**TASK TO CARRY OUT:**
In the answer, give the entries below exactly, from the first line through the line with "[ ] a point on the climbing", with every picture omitted.

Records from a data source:
Segment Open

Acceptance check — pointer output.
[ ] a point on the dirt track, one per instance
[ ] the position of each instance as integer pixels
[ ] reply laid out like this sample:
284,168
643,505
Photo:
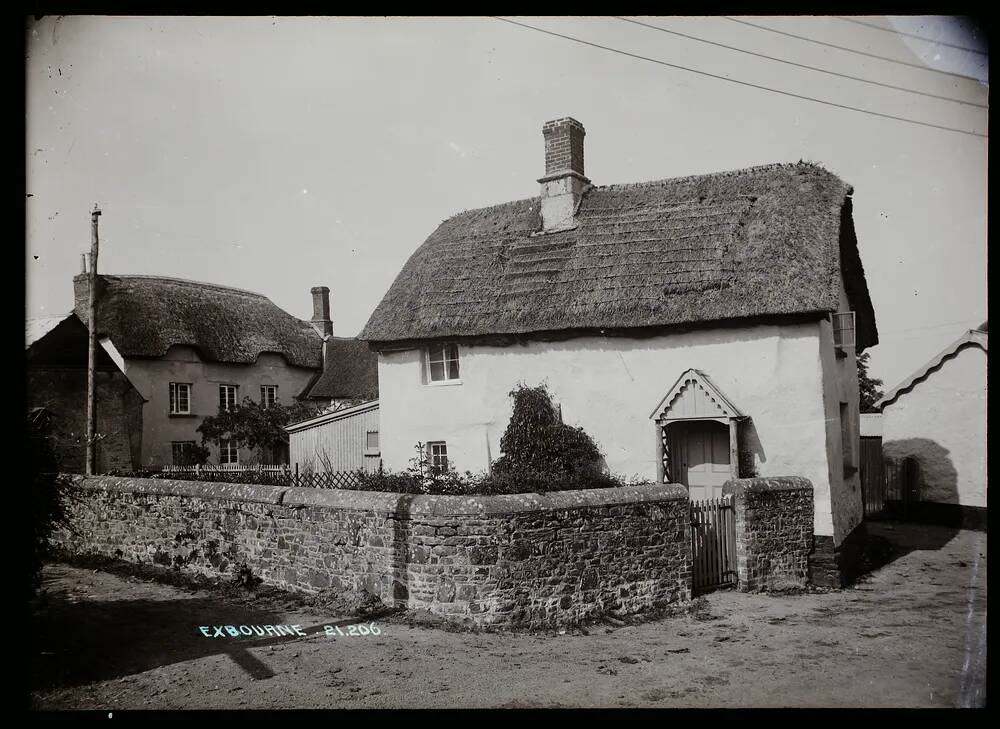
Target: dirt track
911,634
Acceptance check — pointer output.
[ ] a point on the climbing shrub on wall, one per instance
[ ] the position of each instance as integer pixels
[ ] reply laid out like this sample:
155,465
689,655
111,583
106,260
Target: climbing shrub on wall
538,444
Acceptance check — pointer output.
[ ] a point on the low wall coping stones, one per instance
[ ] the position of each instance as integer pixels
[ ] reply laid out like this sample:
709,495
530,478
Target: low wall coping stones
423,505
766,484
212,490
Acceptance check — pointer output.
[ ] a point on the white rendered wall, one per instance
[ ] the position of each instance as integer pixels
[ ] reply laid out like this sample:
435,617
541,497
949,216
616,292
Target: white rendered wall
942,422
610,386
840,385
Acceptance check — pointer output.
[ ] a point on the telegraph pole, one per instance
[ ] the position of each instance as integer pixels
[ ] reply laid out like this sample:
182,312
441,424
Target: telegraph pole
92,344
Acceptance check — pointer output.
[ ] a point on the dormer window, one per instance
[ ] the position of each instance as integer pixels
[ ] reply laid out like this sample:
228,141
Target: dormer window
843,332
442,363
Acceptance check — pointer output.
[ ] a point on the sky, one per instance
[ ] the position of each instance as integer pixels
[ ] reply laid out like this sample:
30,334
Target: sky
278,153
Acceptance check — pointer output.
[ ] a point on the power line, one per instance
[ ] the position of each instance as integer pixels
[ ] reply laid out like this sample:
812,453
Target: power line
912,35
741,83
930,326
802,65
849,50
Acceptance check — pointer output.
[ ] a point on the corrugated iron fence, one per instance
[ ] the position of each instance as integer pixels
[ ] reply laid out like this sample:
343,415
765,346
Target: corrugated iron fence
713,542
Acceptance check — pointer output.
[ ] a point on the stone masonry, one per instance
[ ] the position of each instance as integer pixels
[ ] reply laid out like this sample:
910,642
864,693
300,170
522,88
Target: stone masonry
774,531
525,560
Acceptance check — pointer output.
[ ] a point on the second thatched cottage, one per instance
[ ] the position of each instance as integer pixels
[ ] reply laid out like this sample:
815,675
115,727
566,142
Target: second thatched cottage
699,329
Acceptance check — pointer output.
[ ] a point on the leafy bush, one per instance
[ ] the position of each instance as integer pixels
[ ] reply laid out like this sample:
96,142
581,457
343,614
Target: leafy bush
255,425
537,445
540,453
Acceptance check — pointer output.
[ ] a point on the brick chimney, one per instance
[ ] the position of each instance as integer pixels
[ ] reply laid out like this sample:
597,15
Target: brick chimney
564,182
321,310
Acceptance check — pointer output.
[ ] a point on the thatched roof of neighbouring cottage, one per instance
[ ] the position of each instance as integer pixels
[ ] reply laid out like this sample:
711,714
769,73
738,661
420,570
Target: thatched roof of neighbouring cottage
146,315
971,338
748,244
351,371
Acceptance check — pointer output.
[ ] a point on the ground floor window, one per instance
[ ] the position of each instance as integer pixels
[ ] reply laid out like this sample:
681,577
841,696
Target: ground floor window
437,454
183,452
228,452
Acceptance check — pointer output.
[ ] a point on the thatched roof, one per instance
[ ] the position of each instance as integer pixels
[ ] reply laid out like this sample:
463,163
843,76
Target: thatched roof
145,315
351,371
747,244
38,327
971,338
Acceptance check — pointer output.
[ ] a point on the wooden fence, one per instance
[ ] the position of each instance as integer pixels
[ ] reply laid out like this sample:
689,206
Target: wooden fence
713,543
283,475
888,487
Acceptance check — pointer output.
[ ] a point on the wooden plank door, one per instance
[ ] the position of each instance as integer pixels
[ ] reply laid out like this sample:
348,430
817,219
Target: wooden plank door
702,461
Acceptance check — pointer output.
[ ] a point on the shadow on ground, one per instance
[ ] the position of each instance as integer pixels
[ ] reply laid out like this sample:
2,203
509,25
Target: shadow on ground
78,641
889,540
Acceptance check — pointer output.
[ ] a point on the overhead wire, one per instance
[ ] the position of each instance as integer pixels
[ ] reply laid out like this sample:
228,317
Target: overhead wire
920,66
743,83
801,65
913,35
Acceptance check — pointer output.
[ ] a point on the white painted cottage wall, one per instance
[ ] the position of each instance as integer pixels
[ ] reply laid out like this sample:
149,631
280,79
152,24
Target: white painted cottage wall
942,422
840,385
609,386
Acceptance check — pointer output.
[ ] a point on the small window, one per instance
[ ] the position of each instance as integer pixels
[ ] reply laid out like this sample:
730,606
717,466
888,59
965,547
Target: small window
442,363
180,398
847,442
227,397
228,452
843,330
183,452
437,455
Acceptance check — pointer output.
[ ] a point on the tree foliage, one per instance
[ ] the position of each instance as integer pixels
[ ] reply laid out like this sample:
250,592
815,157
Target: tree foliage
46,491
255,425
870,388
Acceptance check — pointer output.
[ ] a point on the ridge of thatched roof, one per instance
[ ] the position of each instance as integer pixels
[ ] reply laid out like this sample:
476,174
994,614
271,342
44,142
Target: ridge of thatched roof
146,315
351,371
772,240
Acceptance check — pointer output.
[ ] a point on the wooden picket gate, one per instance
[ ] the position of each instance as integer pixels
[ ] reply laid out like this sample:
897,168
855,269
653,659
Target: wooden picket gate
713,544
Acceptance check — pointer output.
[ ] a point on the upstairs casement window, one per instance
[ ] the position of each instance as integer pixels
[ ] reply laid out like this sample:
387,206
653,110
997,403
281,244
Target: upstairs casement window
180,398
437,456
227,397
442,363
371,443
228,452
843,332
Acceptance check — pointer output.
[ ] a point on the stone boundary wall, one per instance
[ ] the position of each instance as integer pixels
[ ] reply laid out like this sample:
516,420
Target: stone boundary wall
523,560
774,531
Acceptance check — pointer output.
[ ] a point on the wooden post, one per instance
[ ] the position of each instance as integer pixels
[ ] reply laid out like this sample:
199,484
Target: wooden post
92,345
659,452
734,448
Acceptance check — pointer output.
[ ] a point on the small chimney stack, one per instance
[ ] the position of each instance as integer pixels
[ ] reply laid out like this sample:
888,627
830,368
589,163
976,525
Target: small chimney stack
321,310
564,183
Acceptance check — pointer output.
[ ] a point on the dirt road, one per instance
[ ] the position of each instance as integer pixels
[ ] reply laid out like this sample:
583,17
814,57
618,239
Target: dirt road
911,634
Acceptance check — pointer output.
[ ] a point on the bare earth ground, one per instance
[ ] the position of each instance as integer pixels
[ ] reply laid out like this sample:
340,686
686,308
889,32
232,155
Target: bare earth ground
910,634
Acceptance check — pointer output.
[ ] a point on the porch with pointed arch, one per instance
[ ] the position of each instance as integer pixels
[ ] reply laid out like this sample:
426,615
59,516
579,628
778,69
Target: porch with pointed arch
697,436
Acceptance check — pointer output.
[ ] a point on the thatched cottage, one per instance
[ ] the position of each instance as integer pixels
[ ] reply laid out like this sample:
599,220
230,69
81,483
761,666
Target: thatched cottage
192,348
937,416
697,328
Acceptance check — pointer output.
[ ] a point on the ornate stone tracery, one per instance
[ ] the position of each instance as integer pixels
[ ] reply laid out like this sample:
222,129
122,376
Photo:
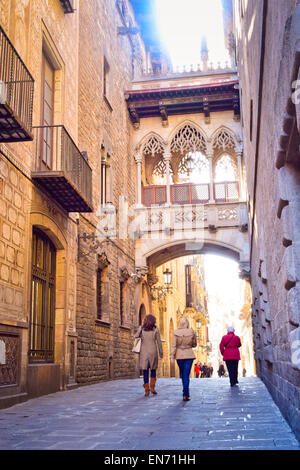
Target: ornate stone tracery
188,139
153,146
224,140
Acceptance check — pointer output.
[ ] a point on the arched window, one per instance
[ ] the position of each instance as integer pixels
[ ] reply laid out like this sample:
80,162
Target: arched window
194,168
225,169
42,317
159,173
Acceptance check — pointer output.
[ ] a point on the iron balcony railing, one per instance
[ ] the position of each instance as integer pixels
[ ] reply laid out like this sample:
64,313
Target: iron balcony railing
16,94
62,169
190,193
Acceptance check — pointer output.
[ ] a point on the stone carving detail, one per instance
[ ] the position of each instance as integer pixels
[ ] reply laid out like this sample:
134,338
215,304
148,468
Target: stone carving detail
193,215
223,140
188,139
227,214
124,273
160,169
153,146
193,161
103,261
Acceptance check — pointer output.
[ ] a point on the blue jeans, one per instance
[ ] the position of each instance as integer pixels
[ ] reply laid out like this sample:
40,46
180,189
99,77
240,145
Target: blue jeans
146,375
185,366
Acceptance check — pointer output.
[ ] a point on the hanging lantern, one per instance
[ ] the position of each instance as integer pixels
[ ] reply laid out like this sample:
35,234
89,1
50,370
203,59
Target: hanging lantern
167,277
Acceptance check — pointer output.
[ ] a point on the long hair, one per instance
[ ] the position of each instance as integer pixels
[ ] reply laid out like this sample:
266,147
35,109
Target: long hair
149,322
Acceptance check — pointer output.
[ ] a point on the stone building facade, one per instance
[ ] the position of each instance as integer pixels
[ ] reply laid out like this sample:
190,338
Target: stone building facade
267,48
67,300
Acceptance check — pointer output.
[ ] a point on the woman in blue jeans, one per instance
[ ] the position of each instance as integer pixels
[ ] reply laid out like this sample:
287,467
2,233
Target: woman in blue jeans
184,339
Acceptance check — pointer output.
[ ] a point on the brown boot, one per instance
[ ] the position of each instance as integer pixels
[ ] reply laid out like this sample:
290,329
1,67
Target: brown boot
152,385
147,390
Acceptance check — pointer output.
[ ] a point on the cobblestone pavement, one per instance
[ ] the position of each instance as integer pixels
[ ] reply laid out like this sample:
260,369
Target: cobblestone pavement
116,416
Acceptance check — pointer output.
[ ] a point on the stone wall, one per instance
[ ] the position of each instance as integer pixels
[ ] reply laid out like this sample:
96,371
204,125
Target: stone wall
34,26
267,35
104,346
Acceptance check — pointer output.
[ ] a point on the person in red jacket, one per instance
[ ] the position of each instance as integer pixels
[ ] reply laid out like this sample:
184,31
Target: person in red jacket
229,348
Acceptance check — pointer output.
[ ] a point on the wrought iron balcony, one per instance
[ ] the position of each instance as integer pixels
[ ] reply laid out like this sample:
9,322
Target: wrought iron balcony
68,6
16,94
62,169
190,193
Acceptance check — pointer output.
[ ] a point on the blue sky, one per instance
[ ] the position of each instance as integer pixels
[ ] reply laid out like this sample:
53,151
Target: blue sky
182,24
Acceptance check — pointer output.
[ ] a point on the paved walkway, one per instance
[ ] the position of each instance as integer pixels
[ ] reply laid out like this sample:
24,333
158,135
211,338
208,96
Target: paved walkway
116,416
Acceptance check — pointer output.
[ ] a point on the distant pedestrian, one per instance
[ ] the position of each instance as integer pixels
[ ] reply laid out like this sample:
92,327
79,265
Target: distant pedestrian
150,347
184,339
221,370
204,371
229,348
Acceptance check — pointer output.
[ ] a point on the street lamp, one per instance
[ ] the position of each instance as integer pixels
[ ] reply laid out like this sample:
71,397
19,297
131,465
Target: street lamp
167,277
161,291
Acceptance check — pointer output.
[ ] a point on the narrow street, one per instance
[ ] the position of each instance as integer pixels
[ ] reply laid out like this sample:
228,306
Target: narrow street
116,416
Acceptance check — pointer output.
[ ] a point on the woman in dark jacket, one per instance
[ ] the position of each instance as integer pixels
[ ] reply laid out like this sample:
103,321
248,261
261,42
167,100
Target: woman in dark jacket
229,348
184,340
150,347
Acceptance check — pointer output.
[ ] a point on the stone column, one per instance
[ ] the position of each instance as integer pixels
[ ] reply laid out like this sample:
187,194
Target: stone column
167,159
138,160
241,183
209,155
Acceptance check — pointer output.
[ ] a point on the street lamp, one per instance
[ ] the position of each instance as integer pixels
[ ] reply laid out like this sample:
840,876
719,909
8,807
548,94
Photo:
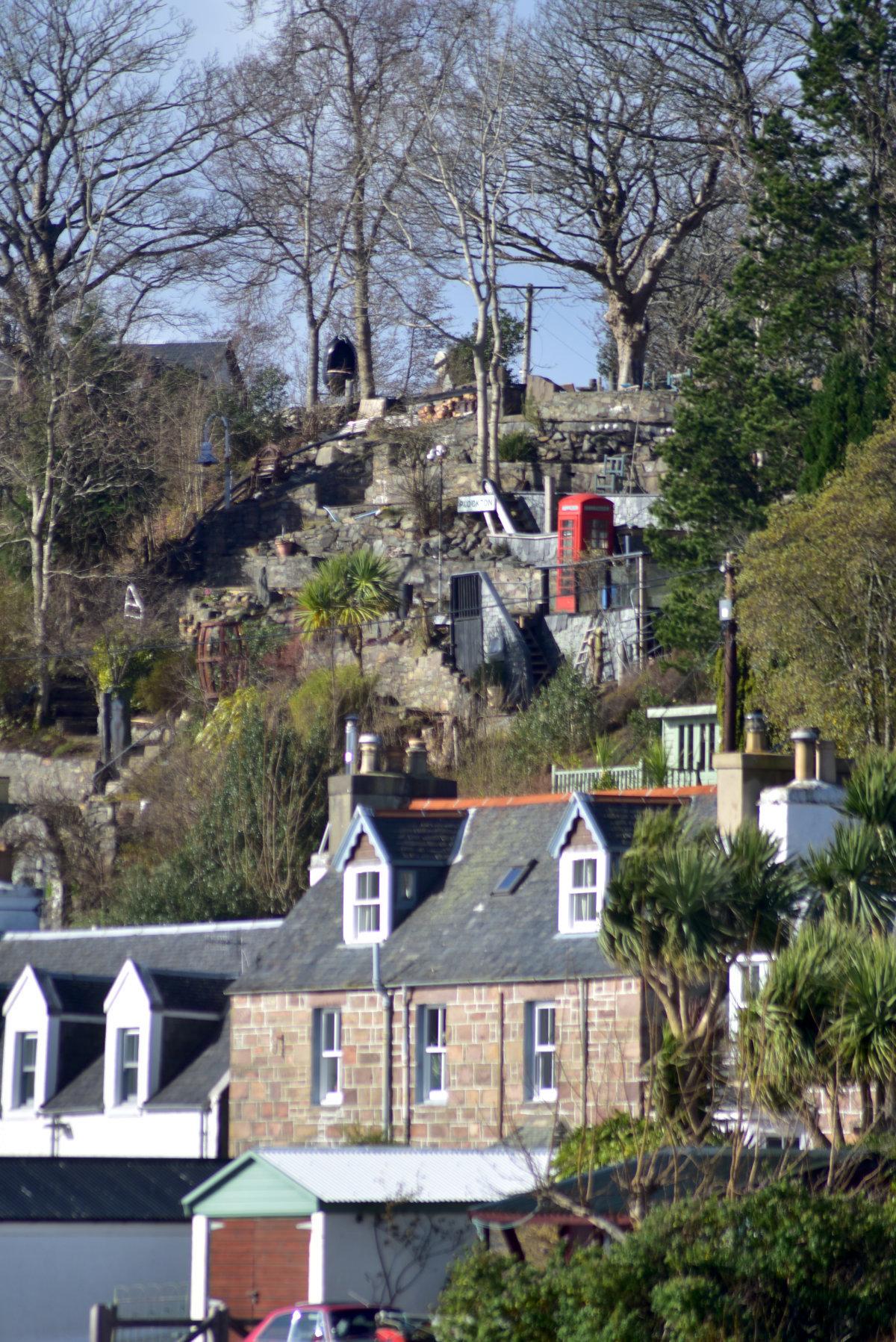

Segment Closed

**SOLUTION TO THIS EXERCISE:**
Acceptance check — pointer output.
[ ] a point on the dirt track, one per instance
[ ] the position of each instance as integer pixels
[ ] reply laid out like this sample:
284,168
643,505
Photo:
Target: dirt track
911,634
Acceptance check — pointer output.
[ ] a point on the climbing shrub on wall, one per instance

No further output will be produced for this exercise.